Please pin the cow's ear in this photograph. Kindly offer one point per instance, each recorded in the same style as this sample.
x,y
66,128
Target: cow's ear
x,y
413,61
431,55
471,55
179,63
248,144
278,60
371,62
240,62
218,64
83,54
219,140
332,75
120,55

...

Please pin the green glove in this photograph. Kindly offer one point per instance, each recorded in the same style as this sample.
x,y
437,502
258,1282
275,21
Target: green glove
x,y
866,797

---

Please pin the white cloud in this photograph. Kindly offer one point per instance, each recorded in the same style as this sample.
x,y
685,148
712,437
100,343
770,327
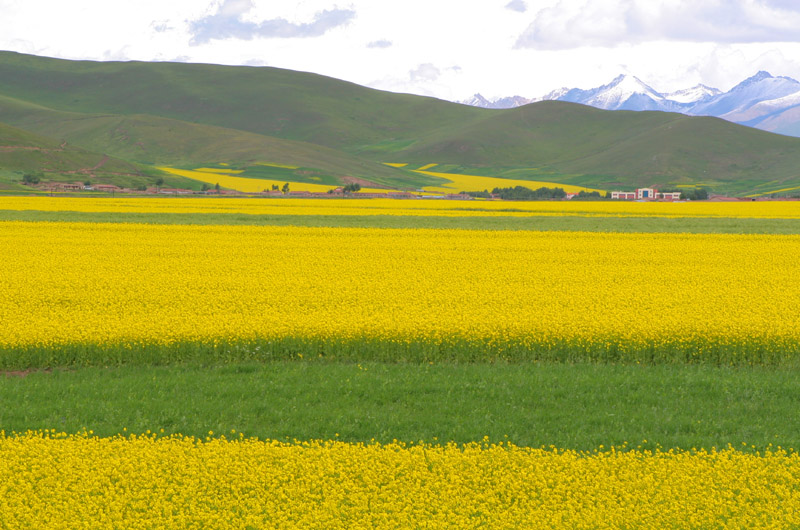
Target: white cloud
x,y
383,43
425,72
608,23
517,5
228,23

Directions for this task: List every line in the entries above that contains the word "same".

Final result:
Please pin the cow's ear in this photograph. Kindly offer one point per instance, each recorded in the same style as this sample.
Please pin the green glove in this photograph. Kindly offer one point per instance, each recorded in the same style as this sample.
Please pin the white cloud in this photograph. Kindly offer one point per instance, each recorded in the same style as this sample.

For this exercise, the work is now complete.